8. Nevertheless, it is unquestioned that the alternative solution is not always possible; there are competition problems which cannot be solved in other way than by sanction. The Office believes that the system of adoption of sanctions and the prevention through commitments are interconnected: the authority of the competition office and the seriousness of the appeal to a “non-sanction” solution of an individual case by the Office results directly from the reality of threat of a fast sanction imposition that exceeds the essential threshold of sensibility. Thus the Office applies concurrently with these rules strictly its principles for imposing fines[12].

9. This document describes the cases and conditions under which the Office does not initiate the administrative proceedings, or terminates the administrative proceedings in course, depending on the seriousness of an anti-competitive conduct, with regard to the fact whether and for how long the anti-competitive state has lasted and on the measure of undertaking’s cooperation. These procedures are in this document called “alternative solution of competition issues”.

10. The Office is convinced that the primary consideration of the possibility of alternative solution of competition issues is the assessment of gravity of the anti-competitive action, its duration, or in case of agreements distorting competition also a question, whether such an agreement has only been concluded, or whether it has already been realized. It is necessary to take into account also the fact that the choice of alternative solution influences essentially the procedural situation of the subject harmed by the anti-competitive action in the framework of the judicial proceedings on the damages caused by anti-competitive actions (see below).

11. Alternative solutions of competition issuess, as described in this document, do not represent the only way the Office may cooperate with the undertakings on the elimination of competition problems. Procedures of the Office described in this document thus do not affect the so-called Leniency programme[13] related to cases, where an undertaking enables the Office to prove a prohibited agreement for which the Office has not had sufficient evidence before. Moreover, the further on described procedures do not affect the possibility of the Office to decrease the fine during the appelate proceedings if the party to the proceeding has fulfilled the remedies imposed on it in the first instance decision.

12. The rules mentioned below are not applied by the Office in non-standard cases where it is possible to define clearly the specificities of cases and the measure of difference and where this different procedure is necessary for effective protection of competition.

II. Alternative solution of competition issues in general

13. The following forms of cooperation on the part of undertakings is considered by the Office as the alternative solution of competition issues:

  • i.  Elimination of competition problems prior to the initiation of the administrative proceeding, and
  • ii.  Adoption of commitments proposed by the parties to the proceedings in the framework of the first instance proceeding.

PROMPT A: What does the passage on competition issues call the procedures it describes?

RECORD EXTRACTS:
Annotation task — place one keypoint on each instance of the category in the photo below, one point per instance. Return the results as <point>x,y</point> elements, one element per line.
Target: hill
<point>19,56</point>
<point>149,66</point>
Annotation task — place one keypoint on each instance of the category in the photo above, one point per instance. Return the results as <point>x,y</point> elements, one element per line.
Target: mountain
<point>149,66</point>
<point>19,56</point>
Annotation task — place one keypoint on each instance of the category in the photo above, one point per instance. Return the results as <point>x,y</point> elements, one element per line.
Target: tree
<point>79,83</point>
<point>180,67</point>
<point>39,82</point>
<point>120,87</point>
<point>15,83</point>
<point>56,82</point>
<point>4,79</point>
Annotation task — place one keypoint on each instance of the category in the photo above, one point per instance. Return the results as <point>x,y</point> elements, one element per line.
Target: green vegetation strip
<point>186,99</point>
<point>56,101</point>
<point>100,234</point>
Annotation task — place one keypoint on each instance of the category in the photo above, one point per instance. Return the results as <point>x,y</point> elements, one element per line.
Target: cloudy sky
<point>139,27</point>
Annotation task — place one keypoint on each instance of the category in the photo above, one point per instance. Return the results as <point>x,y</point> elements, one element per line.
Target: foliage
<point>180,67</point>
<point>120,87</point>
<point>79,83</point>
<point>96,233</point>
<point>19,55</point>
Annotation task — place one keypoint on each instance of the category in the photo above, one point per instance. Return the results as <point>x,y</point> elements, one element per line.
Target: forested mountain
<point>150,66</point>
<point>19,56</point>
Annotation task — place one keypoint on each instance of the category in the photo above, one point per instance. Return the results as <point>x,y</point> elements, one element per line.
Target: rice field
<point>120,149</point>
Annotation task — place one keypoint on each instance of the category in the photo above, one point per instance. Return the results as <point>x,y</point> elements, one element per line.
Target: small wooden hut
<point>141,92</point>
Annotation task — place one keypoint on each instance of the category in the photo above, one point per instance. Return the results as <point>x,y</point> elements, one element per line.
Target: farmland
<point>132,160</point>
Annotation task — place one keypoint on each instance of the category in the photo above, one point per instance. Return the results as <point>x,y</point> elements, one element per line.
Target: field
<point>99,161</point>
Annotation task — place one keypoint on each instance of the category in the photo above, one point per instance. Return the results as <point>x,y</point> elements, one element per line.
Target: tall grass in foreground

PROMPT B: Convert the entries, from their first line through the line containing "<point>139,27</point>", into a numbered list, with both of those lines included and blank lines left out. Give only those lines.

FINAL ANSWER A: Alternative solution of competition issues.

FINAL ANSWER B:
1. Annotation task — place one keypoint on each instance of the category in the photo below, one point per instance. Return the results as <point>x,y</point> elements, one element per line.
2. Target: hill
3. <point>19,56</point>
4. <point>149,66</point>
5. Annotation task — place one keypoint on each instance of the category in the photo above, one point per instance. Return the results as <point>x,y</point> elements, one element per line.
6. Target: mountain
7. <point>149,66</point>
8. <point>19,56</point>
9. Annotation task — place one keypoint on each instance of the category in the photo above, one point per instance. Return the results as <point>x,y</point> elements, one element per line.
10. Target: tree
11. <point>79,83</point>
12. <point>180,67</point>
13. <point>39,82</point>
14. <point>120,87</point>
15. <point>15,83</point>
16. <point>56,82</point>
17. <point>4,79</point>
18. Annotation task — place one keypoint on each instance of the category in the photo above, one point per instance. Return the results as <point>x,y</point> elements, one element per line.
19. Target: green vegetation strip
20. <point>186,99</point>
21. <point>56,101</point>
22. <point>100,234</point>
23. Annotation task — place one keypoint on each instance of the category in the photo above, one point per instance. Return the results as <point>x,y</point> elements, one element per line.
24. Target: cloudy sky
25. <point>139,27</point>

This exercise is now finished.